**Instructions to follow:** All of the records below need to be copied exactly.

**Material supplied:**
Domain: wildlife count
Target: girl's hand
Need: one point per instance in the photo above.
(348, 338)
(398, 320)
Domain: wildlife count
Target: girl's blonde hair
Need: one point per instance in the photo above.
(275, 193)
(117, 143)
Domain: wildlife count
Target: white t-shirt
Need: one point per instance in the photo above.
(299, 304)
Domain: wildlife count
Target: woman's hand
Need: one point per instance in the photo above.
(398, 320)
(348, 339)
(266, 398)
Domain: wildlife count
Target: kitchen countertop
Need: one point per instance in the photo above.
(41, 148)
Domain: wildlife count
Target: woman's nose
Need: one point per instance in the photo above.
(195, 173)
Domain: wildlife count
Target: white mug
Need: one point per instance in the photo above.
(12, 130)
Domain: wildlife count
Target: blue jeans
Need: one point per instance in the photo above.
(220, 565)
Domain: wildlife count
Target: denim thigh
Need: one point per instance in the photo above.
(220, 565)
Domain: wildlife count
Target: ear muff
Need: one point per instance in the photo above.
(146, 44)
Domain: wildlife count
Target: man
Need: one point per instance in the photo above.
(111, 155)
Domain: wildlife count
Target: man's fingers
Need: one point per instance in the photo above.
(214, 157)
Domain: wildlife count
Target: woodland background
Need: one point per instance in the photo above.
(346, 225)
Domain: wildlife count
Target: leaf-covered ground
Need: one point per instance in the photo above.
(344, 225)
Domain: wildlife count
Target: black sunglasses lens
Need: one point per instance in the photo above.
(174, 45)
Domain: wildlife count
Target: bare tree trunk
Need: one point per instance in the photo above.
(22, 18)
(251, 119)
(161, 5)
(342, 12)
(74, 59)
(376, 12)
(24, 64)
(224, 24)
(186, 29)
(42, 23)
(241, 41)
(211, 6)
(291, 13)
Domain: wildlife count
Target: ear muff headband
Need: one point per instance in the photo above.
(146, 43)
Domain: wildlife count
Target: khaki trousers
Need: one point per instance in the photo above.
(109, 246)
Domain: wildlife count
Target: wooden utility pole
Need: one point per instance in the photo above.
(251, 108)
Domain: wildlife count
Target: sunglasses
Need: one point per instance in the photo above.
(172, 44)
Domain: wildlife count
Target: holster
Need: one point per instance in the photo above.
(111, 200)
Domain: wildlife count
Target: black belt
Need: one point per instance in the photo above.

**Correct result:**
Domain: wildlife count
Target: girl's hand
Need: one point per instance in the photo above.
(348, 338)
(398, 320)
Domain: wildlife count
Target: girl's blonde hair
Need: one point per instance in the photo above.
(275, 193)
(117, 143)
Domain: wildlife count
Target: white t-shirt
Need: one point per instance in the photo above.
(299, 304)
Domain: wildlife count
Target: woman's hand
Need: one point per instance in the photo above.
(398, 320)
(348, 339)
(266, 398)
Domain: wildlife count
Target: kitchen countertop
Need: one point per instance in the photo above.
(41, 148)
Domain: wildlife count
Target: woman's nose
Need: one point per instance in the photo above.
(195, 173)
Domain: wildlife count
Target: white mug
Need: one point per instance in the photo above.
(12, 130)
Domain: wildlife count
Target: blue jeans
Need: one point per instance in the photo above.
(220, 565)
Domain: wildlife count
Target: denim thigh
Need: one point per instance in the photo above.
(220, 565)
Domain: wildlife count
Target: ear muff
Need: one point per instance in the photo above.
(146, 44)
Domain: wildlife count
Target: man
Need: one point per instance in the photo above.
(111, 155)
Domain: wildlife count
Target: man's fingers
Need: one point per instance in the photo above.
(214, 157)
Domain: wildlife count
Target: woodland background
Need: one point per instance in the photo above.
(346, 225)
Domain: wildlife count
Target: leaf-covered ground
Need: one point per instance in the photo above.
(344, 225)
Domain: wildlife count
Target: black sunglasses lens
Need: one point per instance in the photo above.
(174, 45)
Domain: wildlife count
Target: bare tree trunk
Need: one point per instance in the photo above.
(22, 18)
(251, 119)
(161, 5)
(342, 12)
(74, 59)
(376, 12)
(24, 64)
(224, 24)
(186, 29)
(42, 23)
(241, 41)
(211, 6)
(291, 13)
Domain: wildlife count
Target: ear muff headband
Need: one point per instance in the photo above.
(146, 43)
Domain: wildlife count
Target: khaki trousers
Need: one point per instance in the photo above.
(109, 246)
Domain: wildlife count
Target: wooden utility pole
Need: one point per instance in the photo above.
(251, 108)
Domain: wildlife count
Target: sunglasses
Need: one point per instance in the photo above.
(172, 44)
Domain: wildlife count
Target: holster
Need: one point per instance in the photo above.
(111, 200)
Domain: wildlife count
Target: black belt
Need: one point per instance in the photo above.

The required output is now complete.